▶ _Текст для чтения_

Но в то утро на радио знаменитый философ искренне и с воодушевлением отвечал на вопросы, охотно обсуждал свои прошлые ошибки и пытался развивать совершенно новую теорию возможного социального улучшения путем постепенного осознания, что «люди» (эта магическая категория) должны воздействовать на собственную отчужденность — разумеется, без всяких уточнений насчет того, какими средствами этого достичь. Как сказал юморист: «Обожаю теорию за то, что она освобождает от перехода к практике». Продолжая, однако, размышлять об этой щекотливой проблеме перехода к практике и к месту событий ярких и трагических, — свидетелем которых стал прошлый век, мне вспомнились слова из книги братьев Таро [40], которые я привожу здесь по памяти:
У подобных режимов есть неизбежное свойство взывать к сознанию народных масс, учреждать бесконечные контролирующие органы и быстро создавать новый привилегированный класс, еще более многочисленный, испорченный и бесполезный, чем прежний.

▶ _Извлечённые строки_
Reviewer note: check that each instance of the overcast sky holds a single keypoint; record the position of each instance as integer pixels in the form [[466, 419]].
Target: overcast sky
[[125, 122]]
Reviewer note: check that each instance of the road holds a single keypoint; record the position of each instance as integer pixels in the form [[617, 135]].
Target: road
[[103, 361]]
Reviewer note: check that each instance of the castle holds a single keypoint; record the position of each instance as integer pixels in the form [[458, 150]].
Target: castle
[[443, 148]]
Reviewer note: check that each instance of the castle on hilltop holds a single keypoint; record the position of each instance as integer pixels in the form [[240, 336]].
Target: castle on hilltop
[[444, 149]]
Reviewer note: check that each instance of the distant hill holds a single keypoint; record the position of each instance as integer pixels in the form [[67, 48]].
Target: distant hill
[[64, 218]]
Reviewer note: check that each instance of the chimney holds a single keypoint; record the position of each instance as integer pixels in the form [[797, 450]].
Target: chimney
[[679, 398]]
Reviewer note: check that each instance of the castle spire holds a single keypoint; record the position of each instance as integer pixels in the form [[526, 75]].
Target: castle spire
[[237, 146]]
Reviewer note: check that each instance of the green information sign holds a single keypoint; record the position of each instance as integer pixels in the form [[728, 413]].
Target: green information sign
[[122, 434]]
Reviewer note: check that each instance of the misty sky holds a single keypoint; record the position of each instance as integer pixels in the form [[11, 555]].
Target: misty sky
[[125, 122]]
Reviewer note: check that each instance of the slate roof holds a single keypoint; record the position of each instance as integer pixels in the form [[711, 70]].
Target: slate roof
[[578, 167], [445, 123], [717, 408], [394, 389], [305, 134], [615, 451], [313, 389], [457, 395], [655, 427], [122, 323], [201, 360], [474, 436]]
* * *
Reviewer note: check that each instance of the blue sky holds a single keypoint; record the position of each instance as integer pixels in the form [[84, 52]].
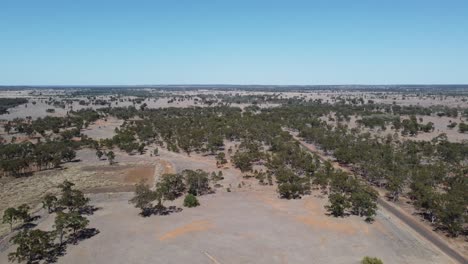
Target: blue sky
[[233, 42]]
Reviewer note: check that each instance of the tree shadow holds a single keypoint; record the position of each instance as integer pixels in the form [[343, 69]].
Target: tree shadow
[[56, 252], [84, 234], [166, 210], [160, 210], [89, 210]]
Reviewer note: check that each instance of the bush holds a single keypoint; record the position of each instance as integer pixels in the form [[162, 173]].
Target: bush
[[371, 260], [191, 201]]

▶ _Что нужно сделать_
(a) Ответьте по тексту для чтения на три вопроса:
(i) За что юморист, по его словам, обожает теорию?
(ii) Из чьей книги в тексте по памяти приводятся слова?
(iii) Какой класс, согласно этим словам, быстро создают подобные режимы?
(b) Допишите следующий абзац текста для чтения, продолжив его после последнего предложения.

▶ _Ответы к заданиям_
(a)
(i) За то, что она освобождает от перехода к практике.
(ii) Из книги братьев Таро.
(iii) Новый привилегированный класс, еще более многочисленный, испорченный и бесполезный, чем прежний.

(b)
В другой раз, также по радио, которое я за городом слушаю очень часто, была передача о «Загадочном Арагоне».
Финкелькраут, ведущий, с простодушием (чересчур подчеркнутым, чтобы быть искренним) задает вопросы двум последним биографам поэта.
Все трое поражаются его «загадочной, таинственной, удивительной» двойственности, как в социальной, так и в личной жизни.
Помимо прочего, долго обсуждаются его политические противоречия, а также такие несовместимые (на их взгляд) факты, что великий писатель и романист мог быть убежденным сталинистом.
Говорится также о жалкой комедии великой любви, которую они с Эльзой четверть века разыгрывали для поклонников и трагическая кульминация которой выражена в одном из последних писем (теперь опубликованных) «сообщницы», где она неожиданно изобличает роль манекена, которая была отведена ей в этом спектакле, обвиняет великого возлюбленного в такой огромной любви к себе самому, какую только можно вообразить, и заключает свое послание страшной фразой: «И даже когда я умру, моя смерть будет чем-то, что случилось с тобой!»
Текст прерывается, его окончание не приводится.